Set every record down again exactly. Do not carry over the pictures.

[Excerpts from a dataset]
--------

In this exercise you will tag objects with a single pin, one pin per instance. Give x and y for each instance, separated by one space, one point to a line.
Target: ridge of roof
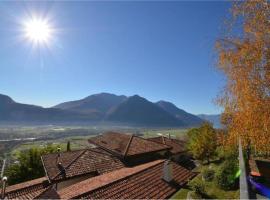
74 191
26 184
127 147
65 167
105 149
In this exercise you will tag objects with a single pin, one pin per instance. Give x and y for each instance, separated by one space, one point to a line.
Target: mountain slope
13 111
97 103
214 119
139 111
185 117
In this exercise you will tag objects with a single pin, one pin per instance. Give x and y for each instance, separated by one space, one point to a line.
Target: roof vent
168 171
4 180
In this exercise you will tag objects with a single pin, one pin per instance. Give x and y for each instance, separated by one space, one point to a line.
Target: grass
177 133
212 190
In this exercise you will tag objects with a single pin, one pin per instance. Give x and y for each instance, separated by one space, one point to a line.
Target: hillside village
119 166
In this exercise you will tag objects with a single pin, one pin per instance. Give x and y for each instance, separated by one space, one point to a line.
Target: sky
156 49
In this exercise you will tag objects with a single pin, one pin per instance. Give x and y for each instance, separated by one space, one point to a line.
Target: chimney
4 180
168 171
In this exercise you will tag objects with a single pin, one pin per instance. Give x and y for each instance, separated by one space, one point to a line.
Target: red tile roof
125 145
259 166
74 163
28 189
140 182
178 146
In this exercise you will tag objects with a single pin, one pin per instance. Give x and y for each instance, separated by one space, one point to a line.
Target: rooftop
140 182
75 163
259 166
125 145
178 146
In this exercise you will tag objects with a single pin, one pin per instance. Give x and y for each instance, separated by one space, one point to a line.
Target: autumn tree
202 142
244 58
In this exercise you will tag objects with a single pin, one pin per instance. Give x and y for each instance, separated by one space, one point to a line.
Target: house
120 166
28 189
66 168
131 149
178 151
146 181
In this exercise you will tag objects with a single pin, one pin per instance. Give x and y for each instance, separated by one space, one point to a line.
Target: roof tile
126 145
140 182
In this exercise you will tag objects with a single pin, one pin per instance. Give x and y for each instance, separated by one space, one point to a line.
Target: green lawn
212 190
178 133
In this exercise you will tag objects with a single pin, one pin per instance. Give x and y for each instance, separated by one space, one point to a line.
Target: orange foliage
244 58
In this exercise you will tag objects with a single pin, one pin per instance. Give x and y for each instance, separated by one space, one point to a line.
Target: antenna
58 155
4 180
3 168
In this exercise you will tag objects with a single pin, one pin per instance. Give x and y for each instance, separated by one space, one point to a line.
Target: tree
244 58
29 165
226 176
68 146
202 142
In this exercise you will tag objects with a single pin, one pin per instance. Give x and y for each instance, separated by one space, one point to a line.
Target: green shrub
208 174
226 174
198 188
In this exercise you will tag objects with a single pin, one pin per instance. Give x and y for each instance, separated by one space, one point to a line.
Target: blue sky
159 50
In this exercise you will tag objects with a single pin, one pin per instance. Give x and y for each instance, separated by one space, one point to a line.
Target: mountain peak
4 99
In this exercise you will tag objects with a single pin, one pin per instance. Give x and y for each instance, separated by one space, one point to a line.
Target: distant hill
97 104
139 111
185 117
13 111
100 108
214 119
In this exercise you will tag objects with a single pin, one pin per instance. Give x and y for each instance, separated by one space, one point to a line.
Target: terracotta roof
178 146
49 193
125 145
75 163
140 182
28 189
259 166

--------

- Finished exercise
In this exercise you will tag objects with a single pin, one pin per instance. Give x and y for each instance, separated by one space, one point to a line.
Target: ridge of roof
74 191
26 184
127 147
65 167
105 149
In this exercise you will tag objects with a single pin, one pin per instance. Give x and y for each instance, separated by one space, one point to a line.
Target: mountain slope
13 111
97 103
214 119
139 111
185 117
In this exercise you will tag objects with a single pin, one pin per instance. Give x and y for each instance, separated by one space, one point to a line.
Target: roof vent
168 171
4 180
In this exercise you will tag objects with a single pin, one pin per instance. Give x and y for each instance, separated by one space, one point to a line.
Target: grass
177 133
212 190
In this exercise you will tag objects with a single pin, one pin per instance. Give x and y for each instance, separated by one space, one point to a line.
Target: hillside village
119 166
In this exercise you will tag objects with a single pin, one pin per instance. Give x and y for each instance, separated by one space, one point to a line.
Target: sky
156 49
In this exercise you will tag objects with a single pin, one pin per instance. Give x and y for each instance, separated by one space, one point to a line.
Target: chimney
4 180
168 171
In this exercise you will tag objects with a single pin, one pin per instance. Give x and y for each instance, separated by one space, one point to a line.
Target: red tile roof
125 145
259 166
74 163
28 189
140 182
178 146
In this exercise you will tag objects with a single pin, one pin per instance. Give x and y for each instance, separated by one space, one point to a line.
Target: rooftop
140 182
75 163
259 166
125 145
178 146
In this exercise you will tag objects with a single pin, one pin per instance. Give x and y for each instance, separated by one space, one point to a line.
Target: autumn tree
202 142
244 58
In this exercise you will tag objects with a single pin, one pin per instance. Give x and y for each instance, separated by one space, one point to a line.
Target: house
120 166
28 189
66 168
131 149
178 151
146 181
In this exercise you will tag objects with a single pin, one pin per instance. Give x and y for each instance, separated by one space, one point to a line.
Target: roof tile
126 145
140 182
In this exercise you will tag objects with a single pin, one pin per instance. Give x and y for each instance, separated by one space, one point to a line.
Target: green lawn
212 190
178 133
In this exercise you will tag objects with a single pin, one pin per instance. Give x and y for each instance, separated by one space, one point to a line.
Target: orange foliage
244 58
In this exercise you will tag objects with a single pin, one pin per instance. Give x and y for each instance, separated by one space, one point to a line.
Target: antenna
58 155
4 180
3 168
In this exercise you will tag objects with a single pin, one pin per instance. Give x and y for each instance, separated by one space, one point to a line.
Target: tree
244 58
29 165
226 176
68 146
202 142
In this exercise you will tag objects with a single pin, one pin per instance. Give x and y for each instance, separated by one space, one point to a line.
Target: green shrub
208 174
226 174
198 188
In this exercise you will tag objects with a single pin, one pin per instance. Give x and y for each instance, separated by one space, one point to a line.
Target: blue sky
159 50
In this exercise you will tag objects with a single pin, one pin per instance. Give x and y for each instance, separated by one space, one point to a line.
Target: mountain peak
4 99
In this exercise you will tag objects with a single pin, one pin per instance. Give x and y for each instance, separated by one space, one point to a line.
Target: distant hill
97 104
139 111
185 117
13 111
100 108
214 119
In this exercise you will tag objects with a single pin, one pin per instance. Give x and y for each instance, separated by one space, one point to a line.
Target: terracotta roof
178 146
49 193
125 145
75 163
140 182
28 189
259 166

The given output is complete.